*** Opening AVAILABLE DATA ***

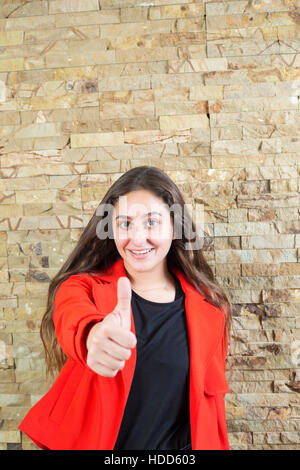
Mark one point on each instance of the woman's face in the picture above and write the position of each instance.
(142, 221)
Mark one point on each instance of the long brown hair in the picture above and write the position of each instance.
(93, 254)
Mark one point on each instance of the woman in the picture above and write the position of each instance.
(138, 330)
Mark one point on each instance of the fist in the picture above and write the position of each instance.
(110, 341)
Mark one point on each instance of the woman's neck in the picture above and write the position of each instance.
(150, 279)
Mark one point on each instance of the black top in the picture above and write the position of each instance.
(157, 415)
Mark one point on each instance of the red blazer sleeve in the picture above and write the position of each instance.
(74, 314)
(216, 386)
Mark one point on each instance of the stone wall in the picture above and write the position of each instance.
(208, 91)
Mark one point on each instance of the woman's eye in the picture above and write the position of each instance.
(151, 221)
(120, 225)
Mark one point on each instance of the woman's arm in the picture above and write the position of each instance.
(74, 315)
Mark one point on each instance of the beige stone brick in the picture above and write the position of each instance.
(68, 6)
(86, 18)
(95, 140)
(176, 11)
(183, 122)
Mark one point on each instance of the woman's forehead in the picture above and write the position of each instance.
(134, 207)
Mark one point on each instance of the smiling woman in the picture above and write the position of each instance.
(138, 330)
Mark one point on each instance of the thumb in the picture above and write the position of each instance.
(124, 301)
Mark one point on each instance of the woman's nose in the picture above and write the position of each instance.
(138, 233)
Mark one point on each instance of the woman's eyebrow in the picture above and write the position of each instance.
(129, 217)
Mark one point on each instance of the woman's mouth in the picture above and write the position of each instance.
(141, 254)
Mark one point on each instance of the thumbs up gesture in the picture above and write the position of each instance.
(110, 341)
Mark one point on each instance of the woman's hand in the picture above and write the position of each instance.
(109, 342)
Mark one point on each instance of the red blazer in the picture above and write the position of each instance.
(83, 410)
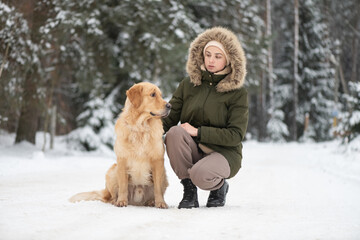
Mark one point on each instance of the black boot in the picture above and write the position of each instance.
(217, 197)
(190, 195)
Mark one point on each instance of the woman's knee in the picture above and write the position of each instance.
(173, 132)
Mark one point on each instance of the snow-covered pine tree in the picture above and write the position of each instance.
(15, 57)
(316, 90)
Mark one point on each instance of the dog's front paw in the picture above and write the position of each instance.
(121, 203)
(161, 205)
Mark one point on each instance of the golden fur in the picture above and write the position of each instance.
(139, 176)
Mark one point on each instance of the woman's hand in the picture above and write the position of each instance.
(190, 129)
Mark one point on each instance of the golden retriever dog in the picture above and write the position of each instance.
(139, 176)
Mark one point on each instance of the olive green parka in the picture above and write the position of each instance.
(216, 104)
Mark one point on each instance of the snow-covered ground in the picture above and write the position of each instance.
(283, 191)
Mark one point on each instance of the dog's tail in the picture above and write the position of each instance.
(102, 195)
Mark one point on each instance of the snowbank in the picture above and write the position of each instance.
(283, 191)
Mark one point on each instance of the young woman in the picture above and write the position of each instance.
(212, 106)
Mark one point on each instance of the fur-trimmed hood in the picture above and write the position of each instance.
(236, 78)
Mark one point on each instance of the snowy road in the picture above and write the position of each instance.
(283, 191)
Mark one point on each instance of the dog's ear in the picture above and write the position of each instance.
(134, 95)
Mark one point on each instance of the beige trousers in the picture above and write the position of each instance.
(207, 171)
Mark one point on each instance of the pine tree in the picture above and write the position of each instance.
(316, 72)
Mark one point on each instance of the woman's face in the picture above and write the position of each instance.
(214, 58)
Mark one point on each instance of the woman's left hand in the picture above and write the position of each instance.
(190, 129)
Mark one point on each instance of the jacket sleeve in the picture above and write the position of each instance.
(176, 107)
(236, 127)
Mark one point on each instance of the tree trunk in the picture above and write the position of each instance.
(295, 83)
(270, 58)
(28, 121)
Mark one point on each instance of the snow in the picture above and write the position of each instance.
(283, 191)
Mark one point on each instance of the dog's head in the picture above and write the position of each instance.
(146, 98)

*** Closing AVAILABLE DATA ***

--- WHAT IS REQUIRED ---
Any pictures above are to be left out. Retype the rest of the records exactly.

--- RESPONSE FOR THIS EXERCISE ---
Mark one point on each instance of the woman's face in the picture above and write the position of each instance.
(142, 221)
Mark one point on each instance of the long brown hair in the picture above and write the position of each instance.
(93, 254)
Mark one point on each instance of the woman in the picture above and write the position of each instance.
(138, 330)
Mark one point on each instance of the fist in the picture above and write the position of each instance.
(110, 341)
Mark one point on each instance of the woman's neck in the picture above and write the position of each instance.
(150, 279)
Mark one point on each instance of the black top in the picture above and write the position of each instance.
(157, 415)
Mark one point on each instance of the red blazer sleeve in the picture above and write the position of each instance.
(74, 314)
(216, 386)
Mark one point on each instance of the stone wall in the picture above and write the position of each instance.
(208, 91)
Mark one point on each instance of the woman's eye in the picture above and write the position of each instance.
(151, 221)
(120, 225)
Mark one point on each instance of the woman's arm in the picture above and write the position of each instance.
(74, 315)
Mark one point on each instance of the beige stone brick in the picture above and write the position of each instance.
(68, 6)
(86, 18)
(95, 140)
(176, 11)
(183, 122)
Mark one point on each instance of the woman's forehead in the picture above and write the position of each instance.
(134, 207)
Mark one point on each instance of the smiling woman in the picture above and write the position of each instance.
(138, 330)
Mark one point on each instance of the thumb in the picture above and write the position of each instance.
(124, 301)
Mark one point on each instance of the woman's nose in the picture above and write the position of each instance.
(138, 233)
Mark one point on each instance of the woman's eyebrow in the picture above and write the position of each instance.
(129, 217)
Mark one point on each instance of the woman's mouth in the picture above and write the position of each instance.
(141, 254)
Mark one point on each instance of the thumbs up gesture in the picture above and write the position of each instance.
(110, 341)
Mark one point on each instance of the woman's hand in the picture above and write the position of each instance.
(109, 342)
Mark one point on each instance of the red blazer in the picture above and write the position of each instance.
(83, 410)
Mark one point on each instance of the black boot in the picture above and write the position of each instance.
(217, 197)
(190, 195)
Mark one point on each instance of the woman's knee in the picture above and write the position of each instance.
(173, 132)
Mark one point on each instance of the snow-covered pine tree in the picture above and write the position of each instance.
(15, 57)
(316, 90)
Mark one point on each instance of the dog's front paw in the picture above and write the position of each instance.
(121, 203)
(161, 205)
Mark one point on each instance of the golden fur in the picture above and write the position of each instance.
(139, 176)
Mark one point on each instance of the woman's hand in the picture above and write the position of each instance.
(190, 129)
Mark one point on each instance of the golden retriever dog in the picture above and write the position of each instance.
(139, 176)
Mark one point on each instance of the olive green parka in the picture above and write the position of each instance.
(216, 104)
Mark one point on each instance of the snow-covered ground in the picture above and write the position of each instance.
(283, 191)
Mark one point on each instance of the dog's tail in the picture above and write the position of each instance.
(102, 195)
Mark one point on each instance of the snowbank in the picture above and write the position of each instance.
(283, 191)
Mark one point on each instance of the young woman in the picture above and write the position of each instance.
(212, 106)
Mark one point on each instance of the fur-trimmed hood in the picture above and write the position of each instance.
(236, 78)
Mark one point on each instance of the snowy road in the picture above and write the position of each instance.
(283, 191)
Mark one point on each instance of the dog's ear in the picture above and write the position of each instance.
(134, 95)
Mark one point on each instance of the beige trousers in the picture above and write the position of each instance.
(207, 171)
Mark one point on each instance of the pine tree in the picture above and write the position of each instance.
(316, 72)
Mark one point on each instance of the woman's face in the picture above and write the position of each instance.
(214, 58)
Mark one point on each instance of the woman's left hand in the picture above and write the position of each instance.
(190, 129)
Mark one point on each instance of the jacket sleeve in the picture above and write the position of each instance.
(176, 107)
(236, 127)
Mark one point on each instance of the tree trunk in the picture above and write the position of each instance.
(295, 83)
(270, 58)
(28, 121)
Mark one point on each instance of the snow in the picture above and write the position of each instance.
(283, 191)
Mark one point on each instance of the dog's head in the picture above and write the position of each instance.
(146, 98)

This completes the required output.